Quoted text
— begin —

# Looking for Bahnsen's Doctoral Thesis



## Brian Kooshian (Aug 28, 2010)

Does anyone know where I can find the late Dr. Greg Bahnsen's doctoral thesis "A Conditional Resolution of the Apparent Paradox of Self-Deception"?

I searched the USC thesis database, and it said that it was missing . . .


----------



## Wayne (Aug 28, 2010)

One of the databases attached to OCLC's WorldCat service is a dissertation database, which you should be able to access from a university or seminary library.

A search on that database shows the following libraries hold copies of that dissertation [OCLC 3 letter codes at the end of each entry] :

US,CA	MASTERS SEMINARY LIBR	MSV 
US,CA	WESTMINSTER SEMINARY CALIFORNIA	TGW 
US,FL	REFORMED THEOL SEMINARY, ORLANDO CAM	FTO 
US,IL WHEATON COL	ICW 
US,MS	REFORMED THEOL SEMINARY	MRT 
US,PA	WESTMINSTER THEOL SEMINARY	WTS 
US,TN	MID-AMERICAN BAPTIST THEOL SEMINARY	TBT 
US,CA	UNIV OF SOUTHERN CALIFORNIA	CSL 
US,MI	DETROIT BAPTIST THEOL SEMINARY	D9B

Since Detroit is 3 hours away from your location, I'd suggest just putting in an interlibrary loan request at your nearest institution where you have lending privileges. With that many institutions holding copies, one or more should be willing to loan it out.

You can also purchase a copy via UMI


----------



## beej6 (Aug 29, 2010)

PA207

Not sure if this is what you're looking for, thought I had seen it on the 'Net...


----------



## FenderPriest (Aug 29, 2010)

— end —

Tasks to carry out
[1] In the forum thread, which service has the dissertation database that Wayne mentions?
[2] Return the passage of the forum thread between "Does anyone know" and "missing . . .", inclusive.
The data below has no connection to the forum thread.

Supplied information
— begin —

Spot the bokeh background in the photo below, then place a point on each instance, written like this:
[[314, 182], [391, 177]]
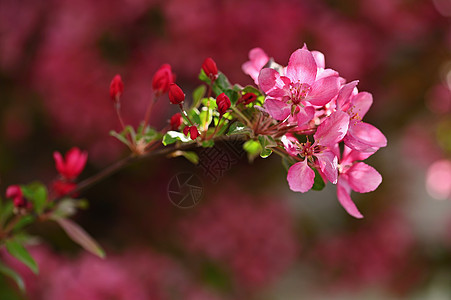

— end —

Full solutions
[1] OCLC's WorldCat service.

[2]
Does anyone know where I can find the late Dr. Greg Bahnsen's doctoral thesis "A Conditional Resolution of the Apparent Paradox of Self-Deception"?

I searched the USC thesis database, and it said that it was missing . . .